### EXERCISE INSTRUCTIONS
Arrange the lines as a JSON list of strings, one string per line, beginning with the line that contains "Task: Where can the crowd" and continuing through the last line of the rows. Include both ends and leave out blank lines.

### DATA SECTION
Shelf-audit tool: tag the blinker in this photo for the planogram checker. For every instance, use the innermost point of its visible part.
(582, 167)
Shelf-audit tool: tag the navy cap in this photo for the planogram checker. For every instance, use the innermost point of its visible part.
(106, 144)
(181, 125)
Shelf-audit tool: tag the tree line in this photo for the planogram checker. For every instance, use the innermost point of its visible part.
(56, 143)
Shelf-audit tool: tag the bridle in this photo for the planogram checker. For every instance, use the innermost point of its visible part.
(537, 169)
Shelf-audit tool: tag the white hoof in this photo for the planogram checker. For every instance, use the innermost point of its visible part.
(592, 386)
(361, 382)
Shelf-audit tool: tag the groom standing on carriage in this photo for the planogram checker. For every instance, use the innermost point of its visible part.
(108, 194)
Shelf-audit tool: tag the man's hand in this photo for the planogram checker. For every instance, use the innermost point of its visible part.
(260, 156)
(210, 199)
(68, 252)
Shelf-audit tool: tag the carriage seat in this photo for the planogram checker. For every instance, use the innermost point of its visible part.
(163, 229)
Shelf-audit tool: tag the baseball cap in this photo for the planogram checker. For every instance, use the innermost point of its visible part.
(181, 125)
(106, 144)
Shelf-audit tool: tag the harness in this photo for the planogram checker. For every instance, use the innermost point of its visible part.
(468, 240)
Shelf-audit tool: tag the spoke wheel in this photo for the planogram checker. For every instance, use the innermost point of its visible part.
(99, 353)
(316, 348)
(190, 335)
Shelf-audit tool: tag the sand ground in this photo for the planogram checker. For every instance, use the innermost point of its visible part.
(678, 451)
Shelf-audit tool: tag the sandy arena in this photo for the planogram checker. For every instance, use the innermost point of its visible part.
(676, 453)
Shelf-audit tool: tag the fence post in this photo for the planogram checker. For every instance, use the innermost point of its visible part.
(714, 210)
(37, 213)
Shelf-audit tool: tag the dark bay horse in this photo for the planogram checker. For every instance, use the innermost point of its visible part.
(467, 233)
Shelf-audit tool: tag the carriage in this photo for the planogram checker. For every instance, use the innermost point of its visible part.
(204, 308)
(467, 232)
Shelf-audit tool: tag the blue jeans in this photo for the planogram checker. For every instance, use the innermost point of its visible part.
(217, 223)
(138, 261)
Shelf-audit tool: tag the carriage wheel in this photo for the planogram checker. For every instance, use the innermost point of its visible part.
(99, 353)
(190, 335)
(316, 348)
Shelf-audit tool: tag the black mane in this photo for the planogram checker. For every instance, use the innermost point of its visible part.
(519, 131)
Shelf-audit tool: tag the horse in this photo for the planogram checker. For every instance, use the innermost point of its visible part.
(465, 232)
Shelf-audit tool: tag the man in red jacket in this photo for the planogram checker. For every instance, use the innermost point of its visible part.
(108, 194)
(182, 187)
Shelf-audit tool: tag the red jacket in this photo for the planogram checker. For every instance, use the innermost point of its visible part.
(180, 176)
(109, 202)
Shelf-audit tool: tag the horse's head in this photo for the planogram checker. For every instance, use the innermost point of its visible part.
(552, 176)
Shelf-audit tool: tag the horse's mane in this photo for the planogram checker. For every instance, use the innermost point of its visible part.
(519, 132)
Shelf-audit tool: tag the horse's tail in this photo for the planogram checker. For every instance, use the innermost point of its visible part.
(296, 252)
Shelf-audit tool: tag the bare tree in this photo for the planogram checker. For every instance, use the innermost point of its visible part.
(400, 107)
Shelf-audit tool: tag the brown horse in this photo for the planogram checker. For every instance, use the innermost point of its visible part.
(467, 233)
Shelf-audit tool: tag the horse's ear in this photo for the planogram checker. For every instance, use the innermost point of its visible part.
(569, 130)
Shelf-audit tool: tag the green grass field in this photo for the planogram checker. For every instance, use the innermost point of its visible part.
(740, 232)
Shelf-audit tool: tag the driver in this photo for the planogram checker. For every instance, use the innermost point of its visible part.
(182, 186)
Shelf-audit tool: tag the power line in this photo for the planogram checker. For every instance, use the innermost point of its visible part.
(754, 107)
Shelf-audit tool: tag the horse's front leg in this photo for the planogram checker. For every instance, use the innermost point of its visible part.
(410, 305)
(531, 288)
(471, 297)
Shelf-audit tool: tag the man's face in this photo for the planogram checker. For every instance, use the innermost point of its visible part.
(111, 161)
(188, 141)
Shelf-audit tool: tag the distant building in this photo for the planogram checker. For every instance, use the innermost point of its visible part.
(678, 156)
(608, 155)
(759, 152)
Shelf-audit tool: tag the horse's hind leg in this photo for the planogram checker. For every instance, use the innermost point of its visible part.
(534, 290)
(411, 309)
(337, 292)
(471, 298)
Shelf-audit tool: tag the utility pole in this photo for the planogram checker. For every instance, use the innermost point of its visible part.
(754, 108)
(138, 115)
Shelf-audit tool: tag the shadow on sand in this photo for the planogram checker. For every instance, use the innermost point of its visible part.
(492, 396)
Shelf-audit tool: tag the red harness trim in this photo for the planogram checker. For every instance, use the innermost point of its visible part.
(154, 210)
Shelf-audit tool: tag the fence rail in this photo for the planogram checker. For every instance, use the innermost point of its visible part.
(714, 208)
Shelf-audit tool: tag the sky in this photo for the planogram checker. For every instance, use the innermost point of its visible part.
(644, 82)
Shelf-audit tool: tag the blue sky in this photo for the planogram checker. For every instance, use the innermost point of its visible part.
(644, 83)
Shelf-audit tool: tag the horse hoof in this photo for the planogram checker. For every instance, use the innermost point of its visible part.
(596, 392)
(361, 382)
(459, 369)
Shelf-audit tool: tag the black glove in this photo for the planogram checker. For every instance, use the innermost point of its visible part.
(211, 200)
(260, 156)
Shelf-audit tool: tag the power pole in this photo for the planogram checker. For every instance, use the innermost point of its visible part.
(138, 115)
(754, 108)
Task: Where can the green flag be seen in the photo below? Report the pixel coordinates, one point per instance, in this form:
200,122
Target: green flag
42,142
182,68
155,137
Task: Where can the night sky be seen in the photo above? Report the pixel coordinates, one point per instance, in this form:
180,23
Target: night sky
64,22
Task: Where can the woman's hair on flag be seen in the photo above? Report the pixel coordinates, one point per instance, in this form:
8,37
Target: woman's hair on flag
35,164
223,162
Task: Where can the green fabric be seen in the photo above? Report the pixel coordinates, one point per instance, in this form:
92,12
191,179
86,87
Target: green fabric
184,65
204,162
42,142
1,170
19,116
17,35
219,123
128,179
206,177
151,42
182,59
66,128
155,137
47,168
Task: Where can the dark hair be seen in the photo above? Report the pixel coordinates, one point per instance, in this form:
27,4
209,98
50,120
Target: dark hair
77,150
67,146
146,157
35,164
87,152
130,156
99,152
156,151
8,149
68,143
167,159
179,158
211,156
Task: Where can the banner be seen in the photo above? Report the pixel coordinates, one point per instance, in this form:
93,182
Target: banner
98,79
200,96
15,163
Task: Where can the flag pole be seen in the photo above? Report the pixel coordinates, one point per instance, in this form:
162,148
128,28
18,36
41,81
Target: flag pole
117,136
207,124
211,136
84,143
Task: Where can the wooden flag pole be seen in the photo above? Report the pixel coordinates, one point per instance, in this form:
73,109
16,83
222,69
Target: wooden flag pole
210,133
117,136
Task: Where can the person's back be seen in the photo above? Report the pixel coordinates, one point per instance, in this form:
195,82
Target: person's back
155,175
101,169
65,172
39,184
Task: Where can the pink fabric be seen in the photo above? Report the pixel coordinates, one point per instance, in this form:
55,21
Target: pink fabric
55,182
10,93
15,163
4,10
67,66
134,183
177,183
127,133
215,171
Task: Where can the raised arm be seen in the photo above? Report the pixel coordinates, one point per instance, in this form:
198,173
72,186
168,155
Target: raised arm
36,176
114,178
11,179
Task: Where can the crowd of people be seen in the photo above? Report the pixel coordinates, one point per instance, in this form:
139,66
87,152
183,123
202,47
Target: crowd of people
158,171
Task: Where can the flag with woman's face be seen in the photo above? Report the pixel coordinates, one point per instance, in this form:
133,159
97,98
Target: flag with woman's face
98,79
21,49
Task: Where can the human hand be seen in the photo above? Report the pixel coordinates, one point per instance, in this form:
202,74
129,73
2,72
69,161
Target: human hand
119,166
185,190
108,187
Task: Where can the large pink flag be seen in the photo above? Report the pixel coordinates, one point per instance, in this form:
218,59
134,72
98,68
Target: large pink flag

### RESULT FOR THIS TASK
[
  "Task: Where can the crowd of people be seen in the photo above? Report the pixel coordinates, one point per instance, in this form:",
  "139,66",
  "87,152",
  "183,123",
  "202,47",
  "Target: crowd of people",
  "158,171",
  "Task: Where can the flag with woman's face be seen in the photo above? Report the pixel coordinates, one point per instance, in this form:",
  "133,159",
  "97,98",
  "Target: flag with woman's face",
  "98,79",
  "21,49",
  "Task: Where can the human hand be seen in the photo above? Report the pixel coordinates, one point per instance, in this form:",
  "202,74",
  "129,73",
  "2,72",
  "69,161",
  "Target: human hand",
  "119,166",
  "185,190",
  "108,187",
  "Task: Where can the large pink flag be seen in the photo above? Report the pixel coordinates, one point per instance, in this form:",
  "218,59",
  "134,72",
  "98,68",
  "Target: large pink flag"
]